Starting with the line that contains "of the puddle", copy every line through the end of the data below, exactly and with nothing added.

Excerpts of pointing data:
§ §

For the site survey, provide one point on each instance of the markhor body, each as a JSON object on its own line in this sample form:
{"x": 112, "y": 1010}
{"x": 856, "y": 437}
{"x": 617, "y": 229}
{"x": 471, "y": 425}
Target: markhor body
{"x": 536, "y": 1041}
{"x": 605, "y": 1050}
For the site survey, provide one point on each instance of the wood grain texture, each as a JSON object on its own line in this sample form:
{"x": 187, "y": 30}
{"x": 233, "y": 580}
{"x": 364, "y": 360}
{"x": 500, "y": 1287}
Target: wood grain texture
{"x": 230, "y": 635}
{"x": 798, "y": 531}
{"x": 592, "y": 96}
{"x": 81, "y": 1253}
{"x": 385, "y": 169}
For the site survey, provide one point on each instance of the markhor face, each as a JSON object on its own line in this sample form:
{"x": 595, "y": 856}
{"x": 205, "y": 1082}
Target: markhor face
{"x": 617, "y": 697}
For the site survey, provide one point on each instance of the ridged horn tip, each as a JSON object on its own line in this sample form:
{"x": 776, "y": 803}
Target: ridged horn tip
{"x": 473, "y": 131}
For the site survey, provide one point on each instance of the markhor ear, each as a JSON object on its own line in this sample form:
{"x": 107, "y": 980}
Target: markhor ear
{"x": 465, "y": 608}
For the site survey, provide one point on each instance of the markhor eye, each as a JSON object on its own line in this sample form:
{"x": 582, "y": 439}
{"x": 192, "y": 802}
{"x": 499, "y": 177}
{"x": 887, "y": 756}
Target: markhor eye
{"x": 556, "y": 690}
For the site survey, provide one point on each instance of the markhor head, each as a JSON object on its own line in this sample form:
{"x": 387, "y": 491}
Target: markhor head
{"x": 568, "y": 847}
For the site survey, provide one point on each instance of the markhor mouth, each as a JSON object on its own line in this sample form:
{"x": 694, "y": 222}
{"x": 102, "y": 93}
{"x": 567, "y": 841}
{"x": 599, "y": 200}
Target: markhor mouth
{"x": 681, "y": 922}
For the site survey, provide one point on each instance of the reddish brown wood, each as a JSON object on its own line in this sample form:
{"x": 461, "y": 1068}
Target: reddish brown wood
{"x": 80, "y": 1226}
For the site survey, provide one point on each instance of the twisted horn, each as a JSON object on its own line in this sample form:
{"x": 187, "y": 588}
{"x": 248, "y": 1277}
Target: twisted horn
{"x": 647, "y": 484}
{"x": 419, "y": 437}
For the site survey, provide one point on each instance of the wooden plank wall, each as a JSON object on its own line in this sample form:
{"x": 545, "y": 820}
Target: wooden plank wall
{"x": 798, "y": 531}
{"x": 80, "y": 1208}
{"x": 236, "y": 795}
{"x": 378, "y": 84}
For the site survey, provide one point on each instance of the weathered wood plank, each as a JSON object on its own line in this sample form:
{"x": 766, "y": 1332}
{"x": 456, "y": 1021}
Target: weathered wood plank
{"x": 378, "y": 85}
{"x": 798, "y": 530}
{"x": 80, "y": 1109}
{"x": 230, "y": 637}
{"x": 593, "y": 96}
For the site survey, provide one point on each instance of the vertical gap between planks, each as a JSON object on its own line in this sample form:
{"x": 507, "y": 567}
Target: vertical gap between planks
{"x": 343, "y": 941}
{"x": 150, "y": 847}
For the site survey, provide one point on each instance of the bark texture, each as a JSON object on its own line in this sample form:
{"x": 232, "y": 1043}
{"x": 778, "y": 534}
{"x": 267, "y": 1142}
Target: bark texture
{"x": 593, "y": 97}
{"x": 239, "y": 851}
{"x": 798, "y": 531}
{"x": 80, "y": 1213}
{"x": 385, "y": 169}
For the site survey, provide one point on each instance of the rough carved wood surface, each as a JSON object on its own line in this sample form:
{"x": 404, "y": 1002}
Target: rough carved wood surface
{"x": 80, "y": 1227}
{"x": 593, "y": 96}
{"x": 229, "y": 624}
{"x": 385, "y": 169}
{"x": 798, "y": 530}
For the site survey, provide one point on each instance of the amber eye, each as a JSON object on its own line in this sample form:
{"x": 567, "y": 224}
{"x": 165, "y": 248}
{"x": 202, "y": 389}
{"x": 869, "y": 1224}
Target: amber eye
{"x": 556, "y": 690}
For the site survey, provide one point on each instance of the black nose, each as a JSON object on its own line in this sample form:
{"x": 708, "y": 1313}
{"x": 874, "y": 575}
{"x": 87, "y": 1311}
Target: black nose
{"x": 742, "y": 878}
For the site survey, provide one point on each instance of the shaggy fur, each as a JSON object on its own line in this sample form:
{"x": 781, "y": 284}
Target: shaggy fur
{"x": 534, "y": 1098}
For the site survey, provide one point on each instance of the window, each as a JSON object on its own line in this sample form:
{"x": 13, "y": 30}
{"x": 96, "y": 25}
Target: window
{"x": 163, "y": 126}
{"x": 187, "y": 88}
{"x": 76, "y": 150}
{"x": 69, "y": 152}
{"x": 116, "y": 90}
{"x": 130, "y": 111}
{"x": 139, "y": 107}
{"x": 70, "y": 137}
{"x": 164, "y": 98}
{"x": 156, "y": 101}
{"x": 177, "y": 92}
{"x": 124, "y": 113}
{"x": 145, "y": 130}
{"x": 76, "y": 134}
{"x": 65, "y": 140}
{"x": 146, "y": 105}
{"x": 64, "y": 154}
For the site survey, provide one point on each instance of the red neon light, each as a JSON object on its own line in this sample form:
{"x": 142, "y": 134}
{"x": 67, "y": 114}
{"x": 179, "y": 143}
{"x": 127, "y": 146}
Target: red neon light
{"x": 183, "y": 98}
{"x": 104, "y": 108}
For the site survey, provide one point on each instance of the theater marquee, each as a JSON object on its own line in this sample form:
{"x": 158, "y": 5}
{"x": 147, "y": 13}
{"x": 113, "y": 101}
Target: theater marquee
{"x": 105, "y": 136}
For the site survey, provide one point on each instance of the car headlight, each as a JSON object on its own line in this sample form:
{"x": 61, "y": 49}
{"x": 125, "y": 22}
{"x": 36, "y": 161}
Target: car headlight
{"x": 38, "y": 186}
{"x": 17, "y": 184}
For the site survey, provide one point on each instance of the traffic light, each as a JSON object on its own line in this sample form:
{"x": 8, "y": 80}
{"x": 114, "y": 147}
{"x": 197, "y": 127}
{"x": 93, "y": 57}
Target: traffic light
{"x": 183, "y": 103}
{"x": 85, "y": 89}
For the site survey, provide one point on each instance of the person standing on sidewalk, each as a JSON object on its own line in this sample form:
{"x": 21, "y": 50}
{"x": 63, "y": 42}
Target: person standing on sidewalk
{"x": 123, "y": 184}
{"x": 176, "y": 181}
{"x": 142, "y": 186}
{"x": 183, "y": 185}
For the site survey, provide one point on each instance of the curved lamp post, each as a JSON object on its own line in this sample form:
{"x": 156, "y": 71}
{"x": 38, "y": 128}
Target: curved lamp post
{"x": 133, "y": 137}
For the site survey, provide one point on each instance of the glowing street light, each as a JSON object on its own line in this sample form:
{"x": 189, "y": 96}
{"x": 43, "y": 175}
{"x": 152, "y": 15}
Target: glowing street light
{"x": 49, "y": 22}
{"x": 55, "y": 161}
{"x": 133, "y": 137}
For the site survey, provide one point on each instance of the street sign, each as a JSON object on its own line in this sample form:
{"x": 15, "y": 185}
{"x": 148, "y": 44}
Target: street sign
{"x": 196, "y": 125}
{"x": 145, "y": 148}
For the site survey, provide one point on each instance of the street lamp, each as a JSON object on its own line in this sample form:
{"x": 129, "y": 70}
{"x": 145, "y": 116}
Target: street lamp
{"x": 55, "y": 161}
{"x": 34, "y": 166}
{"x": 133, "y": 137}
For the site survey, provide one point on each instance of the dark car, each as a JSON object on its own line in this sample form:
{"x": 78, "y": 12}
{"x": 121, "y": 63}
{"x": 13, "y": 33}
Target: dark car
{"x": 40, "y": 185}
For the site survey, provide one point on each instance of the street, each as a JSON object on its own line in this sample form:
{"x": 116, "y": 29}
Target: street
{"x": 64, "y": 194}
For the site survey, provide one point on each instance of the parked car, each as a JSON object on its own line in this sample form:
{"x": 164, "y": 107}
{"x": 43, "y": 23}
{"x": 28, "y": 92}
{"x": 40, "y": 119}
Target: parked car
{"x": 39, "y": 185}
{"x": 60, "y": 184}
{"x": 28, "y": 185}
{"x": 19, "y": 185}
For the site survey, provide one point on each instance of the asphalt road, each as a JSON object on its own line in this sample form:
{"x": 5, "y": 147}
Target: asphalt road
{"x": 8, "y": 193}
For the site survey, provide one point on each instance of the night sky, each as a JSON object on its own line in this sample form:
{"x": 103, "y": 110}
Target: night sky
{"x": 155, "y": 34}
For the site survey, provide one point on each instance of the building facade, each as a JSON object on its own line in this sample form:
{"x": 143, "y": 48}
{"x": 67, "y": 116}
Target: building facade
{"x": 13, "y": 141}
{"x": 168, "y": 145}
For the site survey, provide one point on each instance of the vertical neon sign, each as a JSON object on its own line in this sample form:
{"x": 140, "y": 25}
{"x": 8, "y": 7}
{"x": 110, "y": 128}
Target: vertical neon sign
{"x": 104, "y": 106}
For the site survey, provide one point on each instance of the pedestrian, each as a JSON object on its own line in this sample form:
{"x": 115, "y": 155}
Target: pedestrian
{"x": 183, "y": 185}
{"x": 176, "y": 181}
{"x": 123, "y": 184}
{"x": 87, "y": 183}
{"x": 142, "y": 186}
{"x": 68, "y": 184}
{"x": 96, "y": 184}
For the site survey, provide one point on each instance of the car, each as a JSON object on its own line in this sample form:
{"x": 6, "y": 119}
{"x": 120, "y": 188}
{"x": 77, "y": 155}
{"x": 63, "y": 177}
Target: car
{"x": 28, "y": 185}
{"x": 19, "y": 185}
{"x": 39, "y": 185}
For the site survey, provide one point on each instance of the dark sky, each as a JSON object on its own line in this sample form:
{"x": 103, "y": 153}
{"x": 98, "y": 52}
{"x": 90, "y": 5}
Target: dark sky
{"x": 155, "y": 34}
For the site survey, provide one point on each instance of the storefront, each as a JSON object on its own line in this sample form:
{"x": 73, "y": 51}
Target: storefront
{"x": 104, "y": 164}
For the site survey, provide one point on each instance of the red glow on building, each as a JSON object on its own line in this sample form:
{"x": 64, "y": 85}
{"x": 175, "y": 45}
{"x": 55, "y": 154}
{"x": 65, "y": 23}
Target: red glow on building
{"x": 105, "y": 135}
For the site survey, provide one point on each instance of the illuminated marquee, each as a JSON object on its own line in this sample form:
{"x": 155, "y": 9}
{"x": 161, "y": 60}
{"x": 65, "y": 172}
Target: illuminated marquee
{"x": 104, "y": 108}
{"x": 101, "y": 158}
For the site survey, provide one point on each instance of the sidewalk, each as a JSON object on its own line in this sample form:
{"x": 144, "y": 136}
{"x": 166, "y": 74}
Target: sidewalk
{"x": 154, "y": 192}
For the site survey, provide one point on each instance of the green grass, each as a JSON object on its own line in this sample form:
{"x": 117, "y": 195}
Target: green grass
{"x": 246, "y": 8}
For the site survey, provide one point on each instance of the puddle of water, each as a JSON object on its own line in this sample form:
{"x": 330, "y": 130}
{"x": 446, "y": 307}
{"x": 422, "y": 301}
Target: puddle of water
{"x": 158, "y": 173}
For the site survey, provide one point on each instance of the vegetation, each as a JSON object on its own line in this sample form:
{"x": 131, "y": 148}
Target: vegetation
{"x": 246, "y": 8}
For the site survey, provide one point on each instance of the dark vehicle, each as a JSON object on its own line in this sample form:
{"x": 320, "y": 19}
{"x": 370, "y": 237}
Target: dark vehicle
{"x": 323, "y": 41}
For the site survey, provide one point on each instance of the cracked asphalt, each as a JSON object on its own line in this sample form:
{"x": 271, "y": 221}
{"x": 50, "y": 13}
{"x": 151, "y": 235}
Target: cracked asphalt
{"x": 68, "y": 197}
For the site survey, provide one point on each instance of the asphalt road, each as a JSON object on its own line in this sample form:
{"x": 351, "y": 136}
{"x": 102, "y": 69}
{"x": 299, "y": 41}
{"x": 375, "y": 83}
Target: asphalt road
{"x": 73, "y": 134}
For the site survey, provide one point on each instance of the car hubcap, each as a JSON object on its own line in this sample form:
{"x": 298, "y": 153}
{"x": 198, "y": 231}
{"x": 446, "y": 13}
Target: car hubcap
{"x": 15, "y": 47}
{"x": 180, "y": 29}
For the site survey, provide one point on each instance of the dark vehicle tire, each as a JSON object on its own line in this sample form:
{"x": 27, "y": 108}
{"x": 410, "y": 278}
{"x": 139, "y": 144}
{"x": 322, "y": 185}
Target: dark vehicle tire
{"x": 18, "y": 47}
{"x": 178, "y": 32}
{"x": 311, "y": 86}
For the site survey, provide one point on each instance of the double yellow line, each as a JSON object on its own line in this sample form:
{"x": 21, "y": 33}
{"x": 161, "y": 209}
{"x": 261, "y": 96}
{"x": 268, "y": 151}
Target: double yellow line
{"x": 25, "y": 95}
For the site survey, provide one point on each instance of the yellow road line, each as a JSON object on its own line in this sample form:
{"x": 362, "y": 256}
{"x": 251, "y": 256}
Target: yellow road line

§ §

▶ **Reply to the exercise**:
For the site survey, provide one point on each instance of the puddle of water, each as a JSON object on its own line in this sample form:
{"x": 330, "y": 130}
{"x": 446, "y": 307}
{"x": 422, "y": 301}
Target: puddle of water
{"x": 158, "y": 173}
For the site survey, provide one point on each instance of the vegetation, each as a JSON object on its own line in this sample form:
{"x": 131, "y": 148}
Target: vegetation
{"x": 246, "y": 8}
For the site survey, provide one point on each instance of the dark vehicle, each as a JSON object on its own line in this sample form:
{"x": 320, "y": 19}
{"x": 370, "y": 237}
Target: dark vehicle
{"x": 323, "y": 41}
For the site survey, provide one point on each instance of the cracked asphalt, each as a JSON object on its own line in this sample form:
{"x": 271, "y": 221}
{"x": 50, "y": 13}
{"x": 151, "y": 235}
Target: cracked asphalt
{"x": 68, "y": 197}
For the site survey, provide one point on each instance of the asphalt road, each as a JSON object on its own line in this sample form:
{"x": 351, "y": 136}
{"x": 102, "y": 69}
{"x": 299, "y": 41}
{"x": 375, "y": 83}
Target: asphalt road
{"x": 73, "y": 134}
For the site survey, provide one point on each instance of the car hubcap, each as a JSON object on its own line in this sample form:
{"x": 298, "y": 153}
{"x": 198, "y": 231}
{"x": 446, "y": 13}
Target: car hubcap
{"x": 15, "y": 47}
{"x": 180, "y": 29}
For the site survey, provide one point on each instance of the dark vehicle tire, each as a JSON object on its own line in this sample form:
{"x": 27, "y": 108}
{"x": 410, "y": 278}
{"x": 139, "y": 144}
{"x": 322, "y": 185}
Target: dark vehicle tire
{"x": 18, "y": 47}
{"x": 178, "y": 32}
{"x": 311, "y": 86}
For the site survey, provide one point on each instance of the double yellow line, each as a JSON object on its own line in this sample form:
{"x": 21, "y": 33}
{"x": 161, "y": 209}
{"x": 261, "y": 96}
{"x": 268, "y": 151}
Target: double yellow line
{"x": 25, "y": 95}
For the site survey, provide one point on each instance of the yellow road line, each as a JSON object on its own line in this sample form:
{"x": 362, "y": 256}
{"x": 251, "y": 256}
Target: yellow road line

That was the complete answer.